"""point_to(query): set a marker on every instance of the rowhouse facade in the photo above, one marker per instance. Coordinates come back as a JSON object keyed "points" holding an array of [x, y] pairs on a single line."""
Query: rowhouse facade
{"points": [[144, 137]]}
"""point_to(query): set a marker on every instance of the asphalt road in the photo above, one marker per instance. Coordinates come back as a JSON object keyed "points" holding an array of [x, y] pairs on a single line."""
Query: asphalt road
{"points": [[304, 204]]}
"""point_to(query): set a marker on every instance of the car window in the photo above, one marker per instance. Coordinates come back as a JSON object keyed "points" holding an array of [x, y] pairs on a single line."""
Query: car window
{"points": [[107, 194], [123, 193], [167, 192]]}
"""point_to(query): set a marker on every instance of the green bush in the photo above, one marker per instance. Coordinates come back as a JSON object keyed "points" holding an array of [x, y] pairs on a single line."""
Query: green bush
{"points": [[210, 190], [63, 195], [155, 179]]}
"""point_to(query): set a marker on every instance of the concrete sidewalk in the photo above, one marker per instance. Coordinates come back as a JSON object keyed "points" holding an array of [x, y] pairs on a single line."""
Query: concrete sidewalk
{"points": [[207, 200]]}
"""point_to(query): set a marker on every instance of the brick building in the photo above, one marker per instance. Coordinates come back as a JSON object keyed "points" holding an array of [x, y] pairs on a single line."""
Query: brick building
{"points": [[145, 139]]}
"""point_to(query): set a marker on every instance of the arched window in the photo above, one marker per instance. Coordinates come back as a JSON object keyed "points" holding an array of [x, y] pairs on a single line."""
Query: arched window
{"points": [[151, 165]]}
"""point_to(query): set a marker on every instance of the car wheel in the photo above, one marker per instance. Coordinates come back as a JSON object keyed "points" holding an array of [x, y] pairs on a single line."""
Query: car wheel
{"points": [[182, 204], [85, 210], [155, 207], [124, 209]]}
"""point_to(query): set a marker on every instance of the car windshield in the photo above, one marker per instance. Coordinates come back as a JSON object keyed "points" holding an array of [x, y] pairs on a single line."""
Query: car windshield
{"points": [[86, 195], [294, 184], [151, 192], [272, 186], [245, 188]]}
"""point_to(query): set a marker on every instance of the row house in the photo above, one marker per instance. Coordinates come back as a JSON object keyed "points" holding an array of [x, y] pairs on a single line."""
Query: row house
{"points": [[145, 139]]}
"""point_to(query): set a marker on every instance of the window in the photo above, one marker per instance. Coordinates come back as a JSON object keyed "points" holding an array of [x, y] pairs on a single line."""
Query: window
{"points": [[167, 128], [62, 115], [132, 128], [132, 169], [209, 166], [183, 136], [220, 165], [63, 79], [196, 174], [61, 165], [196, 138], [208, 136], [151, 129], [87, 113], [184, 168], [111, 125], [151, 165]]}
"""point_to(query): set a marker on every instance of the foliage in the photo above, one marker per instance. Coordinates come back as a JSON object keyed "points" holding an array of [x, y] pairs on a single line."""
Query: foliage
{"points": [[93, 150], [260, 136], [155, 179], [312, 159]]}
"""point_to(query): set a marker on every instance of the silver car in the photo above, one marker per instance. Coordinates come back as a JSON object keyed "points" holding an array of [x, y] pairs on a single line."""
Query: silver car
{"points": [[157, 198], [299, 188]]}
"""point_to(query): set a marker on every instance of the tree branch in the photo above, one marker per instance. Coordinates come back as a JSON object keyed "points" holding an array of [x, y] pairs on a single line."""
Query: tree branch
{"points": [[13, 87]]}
**********
(PROBLEM TO SOLVE) Copy out the listing word for word, from the line containing "of the foliage" through the end of the listing.

(ANSWER)
"""point_to(query): set a marker on every instance of the foliage in the photo above, one marker per instance. Coordinates come back as a JSON object keyed "points" holding an array of [x, y] pairs on a single line."""
Query: foliage
{"points": [[93, 150], [260, 136], [155, 179], [312, 159]]}
"""point_to(query): set a marker on every instance of the silver car in the photo above, one marker per instance. Coordinates come back as a JSON object keyed "points" holding an array of [x, y] pairs on a single line."""
Query: silver car
{"points": [[157, 198], [299, 188]]}
"""point_to(query): set a marker on every instance of the tree branch in the photo above, one marker per instance. Coordinates come back as a JSON object keyed "points" holding an array of [x, y] pairs on a single line."""
Query: tree branch
{"points": [[13, 87]]}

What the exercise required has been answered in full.